* _Excerpt to read_:

\input CS445Hdr
\begfile{CS445N7.tex of December 4, 1982  7:08 PM}
\def\header{7. Decomposition problems}
\def\ltitle{CS445 - Winter 82}
\def\rtitle{Lectures 13--14}

\chap{\header.}
\sect{7.1. Introduction.}

As we have seen in the previous chapters, It is frequently the case that
a geometrical problem involving an
arbitrary polygon is much harder to answer than its equivalent
for a convex or monotone figure. In many cases, a convenient solution
is to split the given polygon into simpler pieces and solve the problem
separately for each piece.\par

For example,
the point inclusion problem for simple polygons can be reduced in this
way to that of locating a point in a convex, monotone or triangular
subdivision of the plane. Similarly, the intersection of two simple polygons
can be computed by decomposing them into convex pieces,
computing the intersections of those pieces, and putting the results
back together.\par

For the purposes of this chapter, we say that a collection
$F1,F2,\ldotss, Fm$ of figures is a {\it decomposition} of a
figure $P$ in $m$ {\it pieces} iff $P=\unioni Fi$, and
any two pieces $Fi$ and $Fj$ have disjoint interiors. The following
is an important fact about polygon decompositions:

\lemma{7.1}{Any simple polygon $P$ can be
decomposed into triangles whose vertices are vertices of $P$.}

The proof of this lemma is given by the algorithms described in
the next sections. It has an important consequence:

\theorem{7.2}{Any simple polygon $P$ of $n$ vertices can be
decomposed into $n-2$ disjoint triangles by adding $n-1$ new edges.}
\proof{The decomposition of $P$ into triangles defines a planar
subdivision, whose edges are either edges or diagonals of $P$.

* _Work to do_:
(a) In the lecture notes on decomposition problems, list the kinds of plane subdivision that the point inclusion problem for simple polygons can be reduced to.
(b) Carry on writing the lecture notes on decomposition problems, starting right after the last sentence shown.
The lines that follow play no part in any of this.

* _Given entries_:
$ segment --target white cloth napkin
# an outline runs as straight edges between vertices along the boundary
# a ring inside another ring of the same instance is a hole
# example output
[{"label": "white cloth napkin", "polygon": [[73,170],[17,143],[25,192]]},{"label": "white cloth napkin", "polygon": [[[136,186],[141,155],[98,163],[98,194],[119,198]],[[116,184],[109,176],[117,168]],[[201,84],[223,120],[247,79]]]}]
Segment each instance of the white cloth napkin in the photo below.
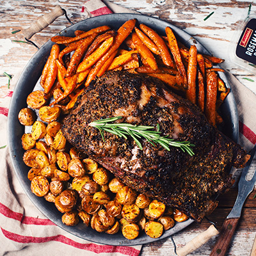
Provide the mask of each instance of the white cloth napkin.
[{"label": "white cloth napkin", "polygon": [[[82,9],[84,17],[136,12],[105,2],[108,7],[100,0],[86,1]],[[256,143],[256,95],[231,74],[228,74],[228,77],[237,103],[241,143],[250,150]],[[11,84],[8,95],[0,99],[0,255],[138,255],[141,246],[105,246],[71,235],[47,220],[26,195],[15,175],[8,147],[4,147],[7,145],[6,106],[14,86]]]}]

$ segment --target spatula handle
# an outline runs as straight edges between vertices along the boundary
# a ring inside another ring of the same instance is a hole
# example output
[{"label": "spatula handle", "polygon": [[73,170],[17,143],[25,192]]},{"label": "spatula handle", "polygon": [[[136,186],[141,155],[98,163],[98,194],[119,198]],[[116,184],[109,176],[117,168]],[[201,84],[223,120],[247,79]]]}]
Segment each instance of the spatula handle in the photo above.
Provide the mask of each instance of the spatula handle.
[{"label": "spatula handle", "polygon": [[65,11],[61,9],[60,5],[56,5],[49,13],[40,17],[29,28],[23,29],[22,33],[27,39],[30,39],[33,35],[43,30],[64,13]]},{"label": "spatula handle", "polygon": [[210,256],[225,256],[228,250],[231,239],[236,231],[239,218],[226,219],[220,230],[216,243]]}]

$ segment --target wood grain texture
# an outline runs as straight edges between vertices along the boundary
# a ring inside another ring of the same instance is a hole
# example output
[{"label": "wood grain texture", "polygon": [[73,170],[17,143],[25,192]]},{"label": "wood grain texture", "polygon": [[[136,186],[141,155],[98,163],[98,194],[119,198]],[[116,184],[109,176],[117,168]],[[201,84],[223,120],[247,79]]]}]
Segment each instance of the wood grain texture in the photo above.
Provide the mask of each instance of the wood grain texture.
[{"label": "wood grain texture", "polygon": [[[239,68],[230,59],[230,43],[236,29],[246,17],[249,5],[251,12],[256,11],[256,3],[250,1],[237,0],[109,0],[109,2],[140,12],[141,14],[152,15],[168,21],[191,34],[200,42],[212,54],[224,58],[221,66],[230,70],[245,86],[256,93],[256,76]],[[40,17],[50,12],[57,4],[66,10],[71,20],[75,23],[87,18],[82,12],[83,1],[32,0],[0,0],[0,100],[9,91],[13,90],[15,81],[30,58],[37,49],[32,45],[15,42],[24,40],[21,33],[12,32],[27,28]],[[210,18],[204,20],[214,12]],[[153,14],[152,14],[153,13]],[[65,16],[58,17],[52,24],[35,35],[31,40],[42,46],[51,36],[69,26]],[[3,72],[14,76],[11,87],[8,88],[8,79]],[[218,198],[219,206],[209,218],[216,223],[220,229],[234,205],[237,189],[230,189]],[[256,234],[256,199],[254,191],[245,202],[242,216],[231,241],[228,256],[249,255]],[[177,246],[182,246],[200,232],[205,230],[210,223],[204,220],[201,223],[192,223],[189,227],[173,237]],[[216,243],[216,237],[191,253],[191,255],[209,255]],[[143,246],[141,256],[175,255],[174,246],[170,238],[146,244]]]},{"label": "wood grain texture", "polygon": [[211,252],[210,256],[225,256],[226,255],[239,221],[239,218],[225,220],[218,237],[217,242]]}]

* _Responses to the exercise_:
(a) Convex, monotone, and triangular subdivisions of the plane.

(b)
If we let $m$ be the number of triangles and $d$ the number
of such diagonals, then Euler's theorem gives $(m+1)-(d+n)+n=2$,
i.e. $m=d+1$. On the other hand, by counting the edges of all triangles,
we have $3m=2d+n$, since each triangle has three edges and
each diagonal is counted twice. The two equations together give $m=n-2$.}

\digress{Lemma 7.1 cannot be generalized to three or more dimensions;
for example, the polyhedron $P$ below\fig4
cannot be decomposed into tetrahedra (or any convex polyhedra)
whose vertices are all vertices of $P$.
Even allowing extra vertices, theorem 7.2 fails miserably
in higher dimensions: for example, one can exibit polyhedra with
$n$ vertices that cannot be decomposed into less than $\Omega(n↑2)$
convex pieces.}

Theorem 7.2 is not as important as it might seem, since
in most applications it is not enough to decompose the given polygon
into pieces of a specific kind. Frequently, we also have to decompose
the {\it complement} of the polygon, so that the exterior face of the
resulting subdivision is also of the specified kind; see
for example the point location algorithms of chapter 5. In those cases,
the following result is more relevant:

\theorem{7.3}{Any simple polygon $P$ of $n$ vertices can be transformed
into a triangular subdivision of the plane with 
$2n-2$ regions by adding a vertex at infinity and $2n-3$ new edges.}
\proof{Let $H$ be convex hull of $P$, and $o$ any point inside it.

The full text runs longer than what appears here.